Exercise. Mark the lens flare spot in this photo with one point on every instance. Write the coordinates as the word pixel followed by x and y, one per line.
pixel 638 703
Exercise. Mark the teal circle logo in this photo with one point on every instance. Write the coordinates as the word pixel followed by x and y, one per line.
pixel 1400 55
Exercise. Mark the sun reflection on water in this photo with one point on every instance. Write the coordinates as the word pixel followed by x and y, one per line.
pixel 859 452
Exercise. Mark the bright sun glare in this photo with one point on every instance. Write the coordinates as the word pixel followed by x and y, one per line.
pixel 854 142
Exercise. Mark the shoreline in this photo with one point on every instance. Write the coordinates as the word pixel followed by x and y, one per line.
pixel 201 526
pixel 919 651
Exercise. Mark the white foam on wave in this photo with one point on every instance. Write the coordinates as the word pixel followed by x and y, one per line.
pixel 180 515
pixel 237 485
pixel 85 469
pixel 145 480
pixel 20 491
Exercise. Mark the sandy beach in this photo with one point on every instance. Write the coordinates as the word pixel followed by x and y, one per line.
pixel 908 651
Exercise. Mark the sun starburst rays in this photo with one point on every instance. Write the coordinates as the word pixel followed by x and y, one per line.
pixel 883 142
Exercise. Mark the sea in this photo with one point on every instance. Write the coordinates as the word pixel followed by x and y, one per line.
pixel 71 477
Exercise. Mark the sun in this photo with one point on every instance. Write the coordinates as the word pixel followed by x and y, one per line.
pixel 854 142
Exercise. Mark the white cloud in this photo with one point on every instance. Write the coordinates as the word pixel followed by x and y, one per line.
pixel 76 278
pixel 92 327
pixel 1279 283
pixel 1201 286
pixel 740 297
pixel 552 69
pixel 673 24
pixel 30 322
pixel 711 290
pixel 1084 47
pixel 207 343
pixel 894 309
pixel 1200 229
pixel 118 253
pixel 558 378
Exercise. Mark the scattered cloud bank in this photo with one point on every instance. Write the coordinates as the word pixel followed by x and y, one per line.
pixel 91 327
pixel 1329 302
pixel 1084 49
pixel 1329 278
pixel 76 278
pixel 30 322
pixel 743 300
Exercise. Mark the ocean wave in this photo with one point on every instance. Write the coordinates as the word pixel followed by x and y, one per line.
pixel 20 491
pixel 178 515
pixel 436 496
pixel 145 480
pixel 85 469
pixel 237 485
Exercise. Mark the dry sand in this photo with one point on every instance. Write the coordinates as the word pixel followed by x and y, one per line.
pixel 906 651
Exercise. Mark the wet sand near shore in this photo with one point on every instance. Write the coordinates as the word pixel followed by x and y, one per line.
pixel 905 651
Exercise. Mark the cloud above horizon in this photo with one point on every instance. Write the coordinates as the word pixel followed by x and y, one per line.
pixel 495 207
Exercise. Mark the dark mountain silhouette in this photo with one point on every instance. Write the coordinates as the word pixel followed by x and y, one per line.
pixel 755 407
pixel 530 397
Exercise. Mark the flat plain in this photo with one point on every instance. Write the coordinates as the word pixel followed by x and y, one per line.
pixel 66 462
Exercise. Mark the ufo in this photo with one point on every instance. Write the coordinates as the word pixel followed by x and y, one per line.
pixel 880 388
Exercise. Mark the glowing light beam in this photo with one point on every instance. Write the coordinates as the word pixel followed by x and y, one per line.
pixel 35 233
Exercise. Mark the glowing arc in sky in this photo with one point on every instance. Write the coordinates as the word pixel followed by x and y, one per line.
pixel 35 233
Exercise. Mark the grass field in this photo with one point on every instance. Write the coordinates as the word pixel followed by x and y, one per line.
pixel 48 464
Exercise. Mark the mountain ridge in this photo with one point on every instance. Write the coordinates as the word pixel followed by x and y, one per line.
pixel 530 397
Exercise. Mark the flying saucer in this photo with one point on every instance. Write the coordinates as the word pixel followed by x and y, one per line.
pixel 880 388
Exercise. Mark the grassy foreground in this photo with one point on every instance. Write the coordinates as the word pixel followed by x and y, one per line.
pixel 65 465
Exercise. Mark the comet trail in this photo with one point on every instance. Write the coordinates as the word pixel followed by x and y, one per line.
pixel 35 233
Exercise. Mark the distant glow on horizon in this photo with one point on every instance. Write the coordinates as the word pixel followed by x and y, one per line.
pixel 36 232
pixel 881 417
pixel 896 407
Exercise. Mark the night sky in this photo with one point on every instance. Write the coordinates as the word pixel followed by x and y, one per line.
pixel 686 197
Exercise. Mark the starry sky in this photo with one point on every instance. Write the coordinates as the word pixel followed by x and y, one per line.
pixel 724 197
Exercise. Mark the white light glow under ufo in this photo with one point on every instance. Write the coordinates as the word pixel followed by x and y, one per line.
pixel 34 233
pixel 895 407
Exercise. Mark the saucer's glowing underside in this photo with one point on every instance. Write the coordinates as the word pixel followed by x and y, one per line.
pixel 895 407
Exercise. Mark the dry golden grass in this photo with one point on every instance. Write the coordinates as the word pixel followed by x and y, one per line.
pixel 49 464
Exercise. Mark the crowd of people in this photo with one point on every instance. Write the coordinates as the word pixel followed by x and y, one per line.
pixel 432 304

## [Aim of the exercise]
Edit the records above so that "coordinates" becomes "position" everywhere it occurs, and leave every other part unchanged.

## [The solution]
Exercise. Mark the lens flare spot in this photo with one point on every instance. Write the position as the word pixel followed by x and y, one per line.
pixel 638 703
Exercise. Mark the teal circle logo in this photo with one point on every instance. Write the position as the word pixel followed by x and y, one per line.
pixel 1400 55
Exercise. Mark the sun reflection on water in this photo with one point on every instance. Write the position as the word pixel followed by x and y, one per line.
pixel 859 452
Exercise. Mark the bright sun glare in this photo with one point on every instance. Write the position as the word pixel followed by x and y, one per line.
pixel 854 142
Exercise. Mark the shoreline in this photo with one point on every instance. Write the position as the word pixel followed by x and y, one per line.
pixel 201 526
pixel 919 651
Exercise. Mark the white foam on wave in this photo with one point on every instance. Write the position as the word pixel followed by x and y, one per line.
pixel 180 515
pixel 237 485
pixel 85 469
pixel 145 480
pixel 20 491
Exercise. Mark the sandy beach in this photo with one point on every instance. Write the position as the word pixel followed by x and y, one per line.
pixel 908 651
Exercise. Mark the sun starburst rays in this photo with one point on every instance. Write the position as the word pixel followed by x and y, one per line.
pixel 883 142
Exercise. Mark the sea in this photo with one point on every instance. Write the position as the word pixel followed by x and y, one per line.
pixel 71 477
Exercise. Mark the sun in this photo with one point on every instance. Write the position as the word pixel followed by x and y, one per line.
pixel 854 142
Exercise. Mark the white cloud in this photo with one point on every instance. Write the position as the word pixel followed by x and y, one per line.
pixel 76 278
pixel 92 327
pixel 1279 283
pixel 1201 286
pixel 740 297
pixel 552 69
pixel 673 24
pixel 30 322
pixel 711 290
pixel 1084 47
pixel 207 343
pixel 894 309
pixel 1200 229
pixel 118 253
pixel 558 378
Exercise. Mark the scattered cloud bank in this photo with one point on every instance. Write the position as the word pixel followed by x and y, one per line.
pixel 91 327
pixel 1329 302
pixel 1084 49
pixel 1329 278
pixel 76 278
pixel 30 322
pixel 743 300
Exercise. Mark the ocean wave in this photo with one point on every instance. Write the position as the word pixel followed by x and y, one per line.
pixel 20 491
pixel 178 515
pixel 436 496
pixel 145 480
pixel 85 469
pixel 237 485
Exercise. Mark the dry sand in this photo with one point on every instance. Write the position as the word pixel followed by x and y, one per line.
pixel 906 651
Exercise. Mark the wet sand near shore in this photo with one point on every instance. Write the position as the word pixel followed by x and y, one per line.
pixel 905 651
Exercise. Mark the cloud above horizon in this photo with one point on every instance. Write the position as the word pixel followed by x and y, one per line.
pixel 495 207
Exercise. Mark the dark mountain silhouette in this photo with one point on every instance. Write the position as the word pixel followed by x and y, one per line.
pixel 755 407
pixel 530 397
Exercise. Mark the flat plain in this photo with one point on every instance. Write the position as the word pixel followed by x and y, one per line.
pixel 66 462
Exercise. Mark the ufo in this photo with one point on every instance. Write the position as the word pixel followed by x and y, one per line.
pixel 880 388
Exercise. Mark the glowing light beam in this photo with one point on every instance. Write the position as the word pixel followed by x and y, one per line.
pixel 35 233
Exercise. Mark the glowing arc in sky in this photo with one point on every instance. Write the position as the word pixel followed by x and y, one per line.
pixel 35 233
Exercise. Mark the grass field in this photo with one point on every instance. Write the position as the word pixel followed by x and y, one per line.
pixel 48 464
Exercise. Mark the mountain ridge in this photo with one point on every instance. Write the position as the word pixel followed by x and y, one per line.
pixel 530 397
Exercise. Mark the flying saucer in this photo with one point on every instance. Write the position as the word pixel followed by x and y, one per line.
pixel 880 388
Exercise. Mark the grassy foreground in this photo with one point on every instance. Write the position as the word pixel followed by x and y, one per line.
pixel 65 465
Exercise. Mark the comet trail in this photo with one point on every instance. Write the position as the word pixel followed by x and y, one per line.
pixel 35 233
Exercise. Mark the distant glow on horizon in this photo with one point on every instance. Write the position as the word pixel followed by x and y, one per line.
pixel 36 232
pixel 881 417
pixel 896 407
Exercise. Mark the night sky in this photo with one point on every instance. Write the position as the word pixel followed by x and y, one per line.
pixel 686 197
Exercise. Mark the starry sky in this photo with one point on every instance. Write the position as the word pixel followed by x and y, one per line.
pixel 724 197
Exercise. Mark the white light glow under ufo in this photo with one point on every instance. Write the position as the word pixel followed by x and y, one per line.
pixel 34 233
pixel 895 407
Exercise. Mark the saucer's glowing underside in this photo with one point on every instance. Write the position as the word pixel followed by x and y, one per line.
pixel 895 407
Exercise. Mark the dry golden grass in this photo with one point on every instance. Write the position as the word pixel followed by x and y, one per line.
pixel 49 464
Exercise. Mark the crowd of people in this photo with one point on every instance. Write the position as the word pixel followed by x and y, one per line.
pixel 432 304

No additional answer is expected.